● **TEXTO BASE**:
━━━━━━━━
Depois de combater o terrorismo e grupos rebeldes por mais de doze anos, o ex-Presidente sírio Bashar al-Assad fugiu da capital Damasco com sua família em 7 de dezembro, pouco antes de Damasco cair tomada pelos ebeldes. Os insurgentes vitoriosos, muitos deles estrangeiros, são (entre outros): a organização Hayat Tahrir al-Sham (HTS) e uma coalização chamada "Exército Nacional Sírio".
Craig Murray (ex-Embaixador britânico no Uzbequistão), em um painel (vide vídeo abaixo) sobre "o fim do pluralismo no Oriente Médio", descreveu os "rebeldes sírios" como sendo "um instrumento da OTAN, Israel e Turquia". Esta é uma descrição complexa para uma situação bem complexa, de fato. Dos três itens mencionados, muitos analistas têm focado no elemento israelense e turco — mas não tanto no papel americano, contudo.
Recapitulando, desde a rebelião armada de 2011, a Síria vinha contando com ajuda militar de seus aliados Irã e Rússia. Pode ser politicamente incorreto afirmar isso, mas o fato é que a Guarda Revolucionária Iraniana e o Hezbollah libanês (apoiado por Teerã) têm sido de fato os principais atores antiterroristas na região do Levante, dissuadindo a expansão do grupo terrorista ISIS (Daesh) e, assim, fazendo da área um lugar mais seguro para os cristãos e outras minorias. Extremistas islâmicos wahabitas/salafistas estavam, afinal, decapitando alguns desses enquanto raptavam outros e vendiam mulheres capturadas como escravas (incluindo até mesmo “um convento inteiro de freiras ortodoxas sírias”), como relata Nina Shea, pesquisadora sênior e diretora do Centro para Liberdade Religiosa do Instituto Hudson. Já em 2012, o jornalista Ariel Zirulnick, escrevendo para o Christian Science Monitor, relatava que os cristãos do Levante, ameaçados pelo ISIS e grupos rebeldes similares, encontravam refúgio seguro em um reduto do Hezbollah, onde “imagens do líder do Hezbollah, Hassan Nasrallah, dividem a lareira e o espaço na parede com a Virgem Maria” (Nasrallah foi recentemente assassinado pelas forças israelenses).
O fato é que os rebeldes que triunfaram na Síria agora não são de uma linha muito diferente, e não é de se admirar que muitos estejam preocupados com a situação agora. O arcebispo Ieronymos de Atenas, por exemplo, pediu ao Ministério das Relações Exteriores grego que ajudasse a população cristã na Síria. Sua Excelência Reverendíssima escreveu:
"O avanço de grupos armados extremistas e a captura de Aleppo ameaçam... a composição inter-religiosa da população da região... agora há um perigo iminente de erradicação completa... da ortodoxia grega e do cristianismo da região mais ampla."
━━━━━━━━
● **DADOS APRESENTADOS**:

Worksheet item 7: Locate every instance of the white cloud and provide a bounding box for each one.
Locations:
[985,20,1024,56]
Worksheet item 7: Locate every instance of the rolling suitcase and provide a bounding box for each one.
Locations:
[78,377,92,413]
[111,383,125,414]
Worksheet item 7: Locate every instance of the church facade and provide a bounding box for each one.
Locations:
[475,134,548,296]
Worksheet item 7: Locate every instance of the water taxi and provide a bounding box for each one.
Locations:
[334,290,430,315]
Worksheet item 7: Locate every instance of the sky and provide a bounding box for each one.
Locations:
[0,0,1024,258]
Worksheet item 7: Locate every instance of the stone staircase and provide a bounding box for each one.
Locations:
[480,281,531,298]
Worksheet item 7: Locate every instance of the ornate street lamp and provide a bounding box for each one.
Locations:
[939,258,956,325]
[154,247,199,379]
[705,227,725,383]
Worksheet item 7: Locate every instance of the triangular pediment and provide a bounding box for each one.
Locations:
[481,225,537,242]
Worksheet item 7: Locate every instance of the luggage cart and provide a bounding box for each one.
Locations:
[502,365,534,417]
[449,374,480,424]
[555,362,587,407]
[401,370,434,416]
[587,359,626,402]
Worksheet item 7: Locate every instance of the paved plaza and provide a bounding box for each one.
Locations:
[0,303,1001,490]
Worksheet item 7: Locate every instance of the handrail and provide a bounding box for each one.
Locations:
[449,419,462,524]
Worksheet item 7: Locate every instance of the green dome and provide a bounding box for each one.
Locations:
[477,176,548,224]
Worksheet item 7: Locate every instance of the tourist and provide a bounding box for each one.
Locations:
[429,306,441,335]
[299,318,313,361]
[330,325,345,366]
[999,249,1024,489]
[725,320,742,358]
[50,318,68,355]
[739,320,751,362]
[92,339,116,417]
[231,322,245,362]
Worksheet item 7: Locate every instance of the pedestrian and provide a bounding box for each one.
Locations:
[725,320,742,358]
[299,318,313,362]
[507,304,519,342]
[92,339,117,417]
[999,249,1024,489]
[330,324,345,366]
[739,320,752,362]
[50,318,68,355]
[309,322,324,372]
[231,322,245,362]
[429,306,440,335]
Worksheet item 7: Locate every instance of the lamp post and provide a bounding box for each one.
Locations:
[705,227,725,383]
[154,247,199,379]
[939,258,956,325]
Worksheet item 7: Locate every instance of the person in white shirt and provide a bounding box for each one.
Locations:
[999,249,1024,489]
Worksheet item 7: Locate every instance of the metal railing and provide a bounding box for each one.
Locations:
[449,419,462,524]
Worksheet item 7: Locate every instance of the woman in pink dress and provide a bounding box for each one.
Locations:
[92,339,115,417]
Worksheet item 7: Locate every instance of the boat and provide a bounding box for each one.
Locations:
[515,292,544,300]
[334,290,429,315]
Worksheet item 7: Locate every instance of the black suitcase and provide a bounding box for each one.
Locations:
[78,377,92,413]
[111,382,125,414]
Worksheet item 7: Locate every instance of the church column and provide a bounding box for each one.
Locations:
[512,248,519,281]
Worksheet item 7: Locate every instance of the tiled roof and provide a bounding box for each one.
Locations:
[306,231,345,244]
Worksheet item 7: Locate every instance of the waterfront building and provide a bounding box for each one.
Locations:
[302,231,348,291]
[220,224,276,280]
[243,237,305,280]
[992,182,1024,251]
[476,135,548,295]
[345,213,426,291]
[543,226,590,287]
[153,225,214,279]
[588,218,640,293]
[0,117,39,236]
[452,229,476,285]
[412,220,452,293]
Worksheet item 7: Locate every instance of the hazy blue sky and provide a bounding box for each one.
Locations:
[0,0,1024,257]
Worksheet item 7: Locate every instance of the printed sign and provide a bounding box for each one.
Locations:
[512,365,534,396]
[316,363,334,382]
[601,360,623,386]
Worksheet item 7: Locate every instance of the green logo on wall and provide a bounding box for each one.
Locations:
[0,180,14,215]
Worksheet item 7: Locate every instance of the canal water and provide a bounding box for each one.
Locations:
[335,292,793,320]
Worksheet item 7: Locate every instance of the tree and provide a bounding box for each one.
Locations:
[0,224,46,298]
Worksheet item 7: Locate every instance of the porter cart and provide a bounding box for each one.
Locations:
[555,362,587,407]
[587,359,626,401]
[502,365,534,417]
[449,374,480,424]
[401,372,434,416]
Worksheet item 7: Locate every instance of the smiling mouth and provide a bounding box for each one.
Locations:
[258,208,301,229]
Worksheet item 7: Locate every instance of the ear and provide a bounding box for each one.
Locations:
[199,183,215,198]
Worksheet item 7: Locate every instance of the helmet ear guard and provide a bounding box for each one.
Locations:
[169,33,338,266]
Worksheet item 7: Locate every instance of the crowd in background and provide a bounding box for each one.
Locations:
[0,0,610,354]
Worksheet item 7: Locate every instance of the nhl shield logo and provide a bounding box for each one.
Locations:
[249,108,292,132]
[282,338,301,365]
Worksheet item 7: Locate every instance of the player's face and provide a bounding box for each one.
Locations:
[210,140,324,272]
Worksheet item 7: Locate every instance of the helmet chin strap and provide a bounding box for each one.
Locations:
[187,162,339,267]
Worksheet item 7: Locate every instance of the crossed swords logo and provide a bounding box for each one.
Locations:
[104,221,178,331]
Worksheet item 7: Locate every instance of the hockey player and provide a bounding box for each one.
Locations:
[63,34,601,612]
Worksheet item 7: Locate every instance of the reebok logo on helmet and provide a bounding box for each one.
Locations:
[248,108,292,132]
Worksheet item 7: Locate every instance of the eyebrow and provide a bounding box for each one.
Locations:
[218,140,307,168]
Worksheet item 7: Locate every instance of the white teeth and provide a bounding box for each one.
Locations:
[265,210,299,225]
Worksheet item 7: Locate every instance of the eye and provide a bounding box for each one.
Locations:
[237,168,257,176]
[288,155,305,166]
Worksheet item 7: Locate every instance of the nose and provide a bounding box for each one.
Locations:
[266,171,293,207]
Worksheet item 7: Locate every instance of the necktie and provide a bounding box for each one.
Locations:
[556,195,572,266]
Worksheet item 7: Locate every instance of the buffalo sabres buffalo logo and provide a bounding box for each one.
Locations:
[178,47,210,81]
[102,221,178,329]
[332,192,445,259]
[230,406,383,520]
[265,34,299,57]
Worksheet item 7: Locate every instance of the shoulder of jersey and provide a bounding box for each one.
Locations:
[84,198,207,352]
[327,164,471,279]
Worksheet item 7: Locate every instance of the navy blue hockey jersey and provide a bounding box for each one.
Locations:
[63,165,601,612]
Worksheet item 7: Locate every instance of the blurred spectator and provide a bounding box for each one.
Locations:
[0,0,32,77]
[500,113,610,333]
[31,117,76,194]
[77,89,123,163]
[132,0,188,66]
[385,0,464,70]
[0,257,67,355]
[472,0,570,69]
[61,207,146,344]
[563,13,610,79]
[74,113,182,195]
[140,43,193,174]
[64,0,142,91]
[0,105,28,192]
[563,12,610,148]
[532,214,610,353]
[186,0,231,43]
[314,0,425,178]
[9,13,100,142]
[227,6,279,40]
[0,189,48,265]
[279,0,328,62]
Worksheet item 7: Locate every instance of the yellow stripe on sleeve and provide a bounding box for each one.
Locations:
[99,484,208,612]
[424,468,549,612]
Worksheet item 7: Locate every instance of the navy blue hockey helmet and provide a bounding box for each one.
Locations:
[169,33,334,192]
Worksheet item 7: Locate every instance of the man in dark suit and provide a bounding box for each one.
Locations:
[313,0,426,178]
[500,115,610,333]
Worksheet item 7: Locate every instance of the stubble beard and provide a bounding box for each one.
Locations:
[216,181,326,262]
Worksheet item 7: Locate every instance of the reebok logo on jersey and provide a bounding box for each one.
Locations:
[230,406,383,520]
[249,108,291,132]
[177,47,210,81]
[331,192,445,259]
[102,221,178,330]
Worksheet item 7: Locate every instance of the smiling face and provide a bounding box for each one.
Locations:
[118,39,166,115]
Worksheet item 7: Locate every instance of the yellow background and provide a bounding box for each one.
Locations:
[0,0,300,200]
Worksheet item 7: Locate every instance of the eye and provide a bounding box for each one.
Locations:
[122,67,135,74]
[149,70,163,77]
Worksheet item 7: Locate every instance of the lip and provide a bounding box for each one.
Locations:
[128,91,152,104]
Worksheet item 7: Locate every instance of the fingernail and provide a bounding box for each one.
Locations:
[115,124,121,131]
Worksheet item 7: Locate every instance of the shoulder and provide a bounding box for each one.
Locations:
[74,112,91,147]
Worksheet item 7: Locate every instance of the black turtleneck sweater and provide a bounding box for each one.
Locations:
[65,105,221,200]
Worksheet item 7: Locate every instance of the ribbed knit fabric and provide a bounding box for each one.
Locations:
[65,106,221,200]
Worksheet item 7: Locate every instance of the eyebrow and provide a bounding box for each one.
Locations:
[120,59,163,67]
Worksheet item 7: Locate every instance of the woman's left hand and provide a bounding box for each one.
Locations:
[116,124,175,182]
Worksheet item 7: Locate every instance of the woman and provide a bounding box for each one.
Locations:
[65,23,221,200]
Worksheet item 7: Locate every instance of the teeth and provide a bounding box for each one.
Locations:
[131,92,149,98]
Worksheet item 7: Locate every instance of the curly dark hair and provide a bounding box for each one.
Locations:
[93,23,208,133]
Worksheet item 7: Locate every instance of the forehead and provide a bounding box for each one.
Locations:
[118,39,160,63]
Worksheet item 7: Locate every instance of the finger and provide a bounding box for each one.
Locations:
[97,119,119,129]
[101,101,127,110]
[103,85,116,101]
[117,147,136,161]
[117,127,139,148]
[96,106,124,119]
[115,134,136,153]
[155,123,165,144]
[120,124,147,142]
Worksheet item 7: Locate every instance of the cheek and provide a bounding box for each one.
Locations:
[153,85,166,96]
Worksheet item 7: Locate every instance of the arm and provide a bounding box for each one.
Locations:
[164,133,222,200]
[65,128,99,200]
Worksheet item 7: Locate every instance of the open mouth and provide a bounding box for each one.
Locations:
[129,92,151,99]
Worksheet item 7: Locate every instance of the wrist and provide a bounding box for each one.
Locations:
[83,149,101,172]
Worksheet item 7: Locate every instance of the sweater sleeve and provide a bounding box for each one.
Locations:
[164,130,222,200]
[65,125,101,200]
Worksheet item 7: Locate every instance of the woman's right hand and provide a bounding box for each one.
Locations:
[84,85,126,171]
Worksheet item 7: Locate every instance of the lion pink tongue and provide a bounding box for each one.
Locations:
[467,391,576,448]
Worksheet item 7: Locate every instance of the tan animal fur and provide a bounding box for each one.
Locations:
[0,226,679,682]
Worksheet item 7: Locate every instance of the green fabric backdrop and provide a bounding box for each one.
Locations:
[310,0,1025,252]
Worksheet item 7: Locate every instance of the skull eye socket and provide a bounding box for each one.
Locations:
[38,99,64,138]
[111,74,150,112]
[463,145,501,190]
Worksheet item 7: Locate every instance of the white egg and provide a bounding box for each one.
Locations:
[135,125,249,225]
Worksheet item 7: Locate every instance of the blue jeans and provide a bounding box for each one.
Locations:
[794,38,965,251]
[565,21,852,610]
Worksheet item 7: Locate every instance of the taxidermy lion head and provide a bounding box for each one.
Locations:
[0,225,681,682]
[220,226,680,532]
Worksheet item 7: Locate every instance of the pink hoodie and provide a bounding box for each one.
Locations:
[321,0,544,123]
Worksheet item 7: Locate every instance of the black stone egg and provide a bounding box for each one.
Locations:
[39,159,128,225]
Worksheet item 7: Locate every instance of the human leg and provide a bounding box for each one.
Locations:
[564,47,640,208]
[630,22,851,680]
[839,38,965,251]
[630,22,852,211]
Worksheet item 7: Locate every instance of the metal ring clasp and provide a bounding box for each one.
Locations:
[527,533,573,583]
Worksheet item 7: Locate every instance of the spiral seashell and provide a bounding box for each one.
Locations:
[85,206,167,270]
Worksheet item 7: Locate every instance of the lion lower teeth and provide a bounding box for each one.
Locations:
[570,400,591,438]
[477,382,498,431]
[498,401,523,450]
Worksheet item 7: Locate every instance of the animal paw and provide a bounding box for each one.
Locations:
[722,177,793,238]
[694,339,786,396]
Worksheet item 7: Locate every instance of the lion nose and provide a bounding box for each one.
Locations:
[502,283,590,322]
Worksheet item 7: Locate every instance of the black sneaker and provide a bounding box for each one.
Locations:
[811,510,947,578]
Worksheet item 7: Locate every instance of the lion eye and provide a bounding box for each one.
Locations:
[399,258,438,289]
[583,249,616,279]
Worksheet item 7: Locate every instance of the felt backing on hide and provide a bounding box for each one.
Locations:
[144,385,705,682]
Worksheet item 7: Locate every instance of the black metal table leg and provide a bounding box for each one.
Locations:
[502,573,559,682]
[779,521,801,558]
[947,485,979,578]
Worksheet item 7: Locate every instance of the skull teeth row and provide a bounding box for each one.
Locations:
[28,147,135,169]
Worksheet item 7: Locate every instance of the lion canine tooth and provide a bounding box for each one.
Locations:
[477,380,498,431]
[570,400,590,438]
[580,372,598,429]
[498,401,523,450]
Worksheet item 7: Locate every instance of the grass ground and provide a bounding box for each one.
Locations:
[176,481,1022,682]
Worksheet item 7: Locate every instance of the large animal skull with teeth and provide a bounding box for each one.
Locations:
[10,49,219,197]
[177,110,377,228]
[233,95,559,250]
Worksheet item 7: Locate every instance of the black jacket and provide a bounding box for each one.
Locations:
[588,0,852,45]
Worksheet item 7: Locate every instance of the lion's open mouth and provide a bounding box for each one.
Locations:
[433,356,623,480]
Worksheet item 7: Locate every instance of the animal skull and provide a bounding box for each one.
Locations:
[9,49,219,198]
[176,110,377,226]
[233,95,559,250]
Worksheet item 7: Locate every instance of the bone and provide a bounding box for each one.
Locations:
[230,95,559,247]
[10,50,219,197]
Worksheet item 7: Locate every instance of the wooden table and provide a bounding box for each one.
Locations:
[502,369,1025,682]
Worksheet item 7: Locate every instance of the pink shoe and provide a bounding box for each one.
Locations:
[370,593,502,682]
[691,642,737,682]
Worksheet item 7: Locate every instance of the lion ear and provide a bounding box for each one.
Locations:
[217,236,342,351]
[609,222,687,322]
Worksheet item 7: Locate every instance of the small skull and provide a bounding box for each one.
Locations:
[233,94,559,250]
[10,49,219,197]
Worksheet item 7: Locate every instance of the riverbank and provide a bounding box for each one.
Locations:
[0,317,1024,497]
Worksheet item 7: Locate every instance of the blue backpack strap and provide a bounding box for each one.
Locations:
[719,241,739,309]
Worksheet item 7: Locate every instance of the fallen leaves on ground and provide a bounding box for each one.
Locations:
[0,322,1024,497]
━━━━━━━━
● **EXERCÍCIOS PROPOSTOS**:
a – Responda com base no texto sobre a Síria:
(i) Em que data Bashar al-Assad fugiu de Damasco com a família?
(ii) Segundo Craig Murray, os "rebeldes sírios" são um instrumento de quais três atores?
(iii) A que órgão o arcebispo Ieronymos de Atenas pediu ajuda para a população cristã na Síria?
b – Organize como uma lista JSON de strings, uma por linha e sem linhas em branco, tudo o que vai nos registros desde a linha que contém "Worksheet item 7: Locate every instance of the ear" até a linha que contém "[169,33,338,266]", com as duas incluídas.

● **RESPOSTAS POR TAREFA**:
a –
(i) Em 7 de dezembro.
(ii) Da OTAN, de Israel e da Turquia.
(iii) Ao Ministério das Relações Exteriores grego.

b –
[
  "Worksheet item 7: Locate every instance of the ear and provide a bounding box for each one.",
  "Locations:",
  "[199,183,215,198]",
  "Worksheet item 7: Locate every instance of the helmet ear guard and provide a bounding box for each one.",
  "Locations:",
  "[169,33,338,266]"
]